REQUISITI DEL PROBLEMA:
Ricopia alla lettera, dal testo sul Venezuela qui sotto, il passo che comincia con "Sabato 23 febbraio" e prosegue fino a "sempre la verità.".

==== ESTRATTO DEL DOCUMENTO

Sabato 23 febbraio 2019 a Milano, in Largo dei Bersaglieri (corso Europa),
presidio dalle 15.30 alle 18.00 contro l’aggressione al Venezuela.
Ci saremo anche noi
Venezuela, una dichiarazione di guerra. Brevi note
di Daniela Trollio (*)
Cosa sta succedendo in Venezuela è noto a tutti i lettori di Nuova Unità e vi invitiamo a leggere l’intervista al 2° console del Venezuela a Milano pubblicata in questa pagina, anche perché – come sempre – nessun rappresentante della nostra tanto decantata stampa “libera e democratica” (le maggiori testate italiane appartengono a De Benedetti, Berlusconi, Confindustria e Mediobanca, alla faccia della “pluralità” …) ha ritenuto di far sentire la voce del governo bolivariano legittimamente eletto (attraverso un sistema elettorale definito da anni come il più sicuro del mondo) e del suo popolo. Del resto è noto che la prima vittima delle guerre è sempre la verità.

========
==== SEGMENTO DI DATI

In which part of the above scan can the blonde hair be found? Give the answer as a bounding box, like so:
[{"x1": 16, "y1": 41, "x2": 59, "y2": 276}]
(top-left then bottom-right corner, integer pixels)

========

RISULTATO DEL COMPITO:
Sabato 23 febbraio 2019 a Milano, in Largo dei Bersaglieri (corso Europa),
presidio dalle 15.30 alle 18.00 contro l’aggressione al Venezuela.
Ci saremo anche noi
Venezuela, una dichiarazione di guerra. Brevi note
di Daniela Trollio (*)
Cosa sta succedendo in Venezuela è noto a tutti i lettori di Nuova Unità e vi invitiamo a leggere l’intervista al 2° console del Venezuela a Milano pubblicata in questa pagina, anche perché – come sempre – nessun rappresentante della nostra tanto decantata stampa “libera e democratica” (le maggiori testate italiane appartengono a De Benedetti, Berlusconi, Confindustria e Mediobanca, alla faccia della “pluralità” …) ha ritenuto di far sentire la voce del governo bolivariano legittimamente eletto (attraverso un sistema elettorale definito da anni come il più sicuro del mondo) e del suo popolo. Del resto è noto che la prima vittima delle guerre è sempre la verità.